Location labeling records
● ● ● ● ● ● ●

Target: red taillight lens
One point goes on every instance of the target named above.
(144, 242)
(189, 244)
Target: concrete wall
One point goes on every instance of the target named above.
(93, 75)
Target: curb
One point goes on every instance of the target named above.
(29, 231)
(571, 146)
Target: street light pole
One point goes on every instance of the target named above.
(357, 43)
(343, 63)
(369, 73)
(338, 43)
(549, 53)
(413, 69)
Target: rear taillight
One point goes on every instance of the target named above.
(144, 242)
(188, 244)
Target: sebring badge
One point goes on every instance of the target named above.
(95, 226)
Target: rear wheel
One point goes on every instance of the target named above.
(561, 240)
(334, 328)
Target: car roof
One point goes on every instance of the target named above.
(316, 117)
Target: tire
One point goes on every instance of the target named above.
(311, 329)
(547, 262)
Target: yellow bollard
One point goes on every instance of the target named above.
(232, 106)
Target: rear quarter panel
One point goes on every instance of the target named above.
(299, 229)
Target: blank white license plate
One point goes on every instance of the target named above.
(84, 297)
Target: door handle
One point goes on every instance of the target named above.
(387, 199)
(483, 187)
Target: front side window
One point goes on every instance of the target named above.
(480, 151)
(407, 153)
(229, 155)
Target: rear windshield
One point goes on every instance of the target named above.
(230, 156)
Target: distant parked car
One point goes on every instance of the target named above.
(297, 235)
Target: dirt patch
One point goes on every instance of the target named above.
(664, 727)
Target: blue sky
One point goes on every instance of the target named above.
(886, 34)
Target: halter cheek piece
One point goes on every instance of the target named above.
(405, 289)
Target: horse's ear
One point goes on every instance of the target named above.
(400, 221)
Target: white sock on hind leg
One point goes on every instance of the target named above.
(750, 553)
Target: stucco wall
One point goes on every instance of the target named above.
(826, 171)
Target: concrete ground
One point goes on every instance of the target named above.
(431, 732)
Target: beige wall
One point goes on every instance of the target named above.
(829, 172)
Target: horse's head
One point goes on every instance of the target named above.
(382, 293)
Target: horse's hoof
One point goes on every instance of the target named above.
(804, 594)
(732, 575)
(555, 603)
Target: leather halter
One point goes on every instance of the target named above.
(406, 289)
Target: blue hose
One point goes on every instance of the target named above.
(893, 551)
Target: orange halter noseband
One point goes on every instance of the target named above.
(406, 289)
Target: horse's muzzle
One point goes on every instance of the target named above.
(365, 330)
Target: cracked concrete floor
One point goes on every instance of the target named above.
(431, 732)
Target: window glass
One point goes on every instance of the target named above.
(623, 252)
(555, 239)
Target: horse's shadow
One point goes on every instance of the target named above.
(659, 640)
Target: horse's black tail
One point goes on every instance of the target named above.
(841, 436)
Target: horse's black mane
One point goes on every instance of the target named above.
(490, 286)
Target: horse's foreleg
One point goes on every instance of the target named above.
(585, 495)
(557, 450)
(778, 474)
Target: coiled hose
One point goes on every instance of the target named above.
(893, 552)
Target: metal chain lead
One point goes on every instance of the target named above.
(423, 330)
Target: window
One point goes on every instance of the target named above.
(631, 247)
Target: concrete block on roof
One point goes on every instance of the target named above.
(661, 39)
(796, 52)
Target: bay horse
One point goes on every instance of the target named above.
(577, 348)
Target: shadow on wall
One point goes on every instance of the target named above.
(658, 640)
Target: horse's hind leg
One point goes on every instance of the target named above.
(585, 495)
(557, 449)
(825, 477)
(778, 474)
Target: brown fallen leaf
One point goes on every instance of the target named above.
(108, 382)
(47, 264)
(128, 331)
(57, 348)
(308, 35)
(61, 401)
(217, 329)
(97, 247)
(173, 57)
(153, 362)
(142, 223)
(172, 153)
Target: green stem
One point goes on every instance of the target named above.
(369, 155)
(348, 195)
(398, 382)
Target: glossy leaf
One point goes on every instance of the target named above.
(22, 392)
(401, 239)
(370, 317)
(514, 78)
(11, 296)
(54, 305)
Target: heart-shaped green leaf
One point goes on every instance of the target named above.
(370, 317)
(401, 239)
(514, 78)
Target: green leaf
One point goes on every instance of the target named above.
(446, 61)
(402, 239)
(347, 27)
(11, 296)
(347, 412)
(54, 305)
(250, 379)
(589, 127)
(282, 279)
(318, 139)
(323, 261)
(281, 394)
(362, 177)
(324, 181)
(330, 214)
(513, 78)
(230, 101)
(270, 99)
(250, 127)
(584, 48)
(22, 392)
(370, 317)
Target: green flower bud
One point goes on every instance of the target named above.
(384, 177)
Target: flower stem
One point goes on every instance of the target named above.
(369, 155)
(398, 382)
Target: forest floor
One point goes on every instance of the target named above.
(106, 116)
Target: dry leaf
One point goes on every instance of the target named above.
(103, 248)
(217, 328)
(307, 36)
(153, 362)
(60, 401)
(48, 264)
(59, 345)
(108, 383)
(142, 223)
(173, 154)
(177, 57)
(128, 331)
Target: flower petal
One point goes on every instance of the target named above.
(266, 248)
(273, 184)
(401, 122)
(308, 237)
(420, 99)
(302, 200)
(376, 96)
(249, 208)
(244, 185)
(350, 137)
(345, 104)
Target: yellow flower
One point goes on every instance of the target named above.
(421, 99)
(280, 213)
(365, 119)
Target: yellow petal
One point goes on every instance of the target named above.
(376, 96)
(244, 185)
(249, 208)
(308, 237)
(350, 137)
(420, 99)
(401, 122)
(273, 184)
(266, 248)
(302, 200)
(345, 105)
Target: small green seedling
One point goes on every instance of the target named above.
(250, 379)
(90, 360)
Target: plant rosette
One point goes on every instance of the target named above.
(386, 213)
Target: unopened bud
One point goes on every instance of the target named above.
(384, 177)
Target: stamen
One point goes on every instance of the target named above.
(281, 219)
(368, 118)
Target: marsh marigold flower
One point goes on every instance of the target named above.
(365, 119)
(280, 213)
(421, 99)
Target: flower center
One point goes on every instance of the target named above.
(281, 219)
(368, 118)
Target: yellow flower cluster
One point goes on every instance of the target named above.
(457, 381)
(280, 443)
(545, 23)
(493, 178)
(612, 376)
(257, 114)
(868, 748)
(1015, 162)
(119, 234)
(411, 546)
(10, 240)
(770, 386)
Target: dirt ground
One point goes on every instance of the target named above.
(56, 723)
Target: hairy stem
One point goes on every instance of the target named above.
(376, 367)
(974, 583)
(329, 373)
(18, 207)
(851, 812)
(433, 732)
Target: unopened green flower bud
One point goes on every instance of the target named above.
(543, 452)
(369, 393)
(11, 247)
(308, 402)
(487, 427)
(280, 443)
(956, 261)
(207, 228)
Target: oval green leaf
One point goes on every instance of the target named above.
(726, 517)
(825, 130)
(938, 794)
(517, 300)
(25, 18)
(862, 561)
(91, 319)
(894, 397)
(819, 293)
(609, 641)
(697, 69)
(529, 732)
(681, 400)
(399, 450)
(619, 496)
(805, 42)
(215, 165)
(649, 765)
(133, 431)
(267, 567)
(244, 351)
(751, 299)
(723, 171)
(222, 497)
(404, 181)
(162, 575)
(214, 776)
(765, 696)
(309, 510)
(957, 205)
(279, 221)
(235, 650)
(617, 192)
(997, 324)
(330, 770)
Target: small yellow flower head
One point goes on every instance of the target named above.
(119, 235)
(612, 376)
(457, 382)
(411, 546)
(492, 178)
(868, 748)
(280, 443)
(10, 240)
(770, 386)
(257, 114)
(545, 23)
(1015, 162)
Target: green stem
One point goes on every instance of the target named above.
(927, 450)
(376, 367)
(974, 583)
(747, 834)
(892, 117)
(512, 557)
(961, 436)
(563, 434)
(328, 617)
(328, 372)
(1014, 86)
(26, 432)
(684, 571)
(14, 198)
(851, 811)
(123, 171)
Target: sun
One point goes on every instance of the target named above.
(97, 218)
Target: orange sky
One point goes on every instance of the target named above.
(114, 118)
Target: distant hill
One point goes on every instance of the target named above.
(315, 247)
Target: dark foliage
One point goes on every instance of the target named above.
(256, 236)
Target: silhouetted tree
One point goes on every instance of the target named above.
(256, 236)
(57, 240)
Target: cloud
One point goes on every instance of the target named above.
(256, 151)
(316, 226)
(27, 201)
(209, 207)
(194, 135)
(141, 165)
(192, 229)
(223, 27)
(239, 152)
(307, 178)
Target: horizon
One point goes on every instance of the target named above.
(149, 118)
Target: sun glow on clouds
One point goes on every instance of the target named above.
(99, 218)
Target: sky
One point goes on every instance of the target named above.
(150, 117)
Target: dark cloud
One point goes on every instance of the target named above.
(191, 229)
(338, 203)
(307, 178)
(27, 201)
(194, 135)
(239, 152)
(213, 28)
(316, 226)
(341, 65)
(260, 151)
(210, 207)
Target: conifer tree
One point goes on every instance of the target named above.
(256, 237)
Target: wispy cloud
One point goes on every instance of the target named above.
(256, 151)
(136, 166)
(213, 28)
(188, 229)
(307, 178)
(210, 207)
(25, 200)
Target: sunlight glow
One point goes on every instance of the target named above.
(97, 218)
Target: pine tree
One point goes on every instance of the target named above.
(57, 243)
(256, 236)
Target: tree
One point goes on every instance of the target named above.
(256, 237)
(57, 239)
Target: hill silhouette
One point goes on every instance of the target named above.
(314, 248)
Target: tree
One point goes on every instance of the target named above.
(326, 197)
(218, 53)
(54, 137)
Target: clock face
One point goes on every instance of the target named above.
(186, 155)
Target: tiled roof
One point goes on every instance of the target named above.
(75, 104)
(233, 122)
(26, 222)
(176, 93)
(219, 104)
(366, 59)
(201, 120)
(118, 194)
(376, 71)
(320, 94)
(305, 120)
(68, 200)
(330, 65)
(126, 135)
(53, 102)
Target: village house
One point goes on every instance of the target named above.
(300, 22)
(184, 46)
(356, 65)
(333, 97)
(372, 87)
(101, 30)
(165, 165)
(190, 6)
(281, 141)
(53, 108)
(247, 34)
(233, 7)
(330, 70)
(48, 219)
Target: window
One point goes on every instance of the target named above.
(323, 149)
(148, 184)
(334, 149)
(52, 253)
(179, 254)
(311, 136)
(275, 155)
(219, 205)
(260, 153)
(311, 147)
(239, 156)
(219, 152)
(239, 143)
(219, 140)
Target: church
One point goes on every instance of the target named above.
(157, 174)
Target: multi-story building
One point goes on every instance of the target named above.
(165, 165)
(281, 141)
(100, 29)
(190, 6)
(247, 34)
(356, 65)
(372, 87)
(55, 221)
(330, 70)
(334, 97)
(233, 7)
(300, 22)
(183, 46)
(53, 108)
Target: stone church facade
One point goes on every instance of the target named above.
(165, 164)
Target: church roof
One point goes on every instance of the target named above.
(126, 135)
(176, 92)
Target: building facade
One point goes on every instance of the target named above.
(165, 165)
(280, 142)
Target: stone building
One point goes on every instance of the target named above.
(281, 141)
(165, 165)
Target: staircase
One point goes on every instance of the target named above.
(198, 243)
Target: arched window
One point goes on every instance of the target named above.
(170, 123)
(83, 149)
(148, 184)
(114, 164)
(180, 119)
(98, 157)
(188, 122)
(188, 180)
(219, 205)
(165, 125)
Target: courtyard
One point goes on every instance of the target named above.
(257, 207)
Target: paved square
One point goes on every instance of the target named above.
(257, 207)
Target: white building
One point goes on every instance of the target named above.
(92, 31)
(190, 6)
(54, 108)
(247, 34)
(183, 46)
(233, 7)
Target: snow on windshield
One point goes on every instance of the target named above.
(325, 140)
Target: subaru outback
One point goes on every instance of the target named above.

● ● ● ● ● ● ●

DIRECTIONS:
Your answer should consist only of the lines from the one with "Target: multi-story building" through the end of the data above, reproduced exactly.

EXERCISE OUTPUT:
Target: multi-story building
One point goes on every instance of the target named above.
(165, 165)
(281, 141)
(100, 29)
(190, 6)
(247, 34)
(356, 65)
(372, 87)
(55, 221)
(330, 70)
(334, 97)
(233, 7)
(300, 22)
(183, 46)
(53, 108)
Target: stone church facade
One point goes on every instance of the target named above.
(165, 164)
Target: church roof
One point goes on every instance of the target named above.
(126, 135)
(176, 92)
Target: building facade
One point goes on every instance of the target named above.
(165, 165)
(280, 142)
Target: stone building
One point goes on every instance of the target named above.
(281, 141)
(165, 165)
Target: staircase
One point goes on every instance of the target named above.
(198, 243)
Target: arched window
One point goes on every instance of the target named above.
(170, 123)
(83, 149)
(148, 184)
(114, 164)
(180, 119)
(98, 157)
(188, 122)
(188, 180)
(219, 205)
(165, 125)
Target: courtyard
One point goes on every instance of the target named above.
(257, 207)
Target: paved square
One point goes on every instance of the target named above.
(257, 207)
Target: white building
One point goes on every instance of the target named above.
(92, 31)
(190, 6)
(54, 108)
(247, 34)
(183, 46)
(233, 7)
Target: snow on windshield
One point goes on every instance of the target named above.
(325, 140)
Target: subaru outback
One point goes on every instance of the target named above.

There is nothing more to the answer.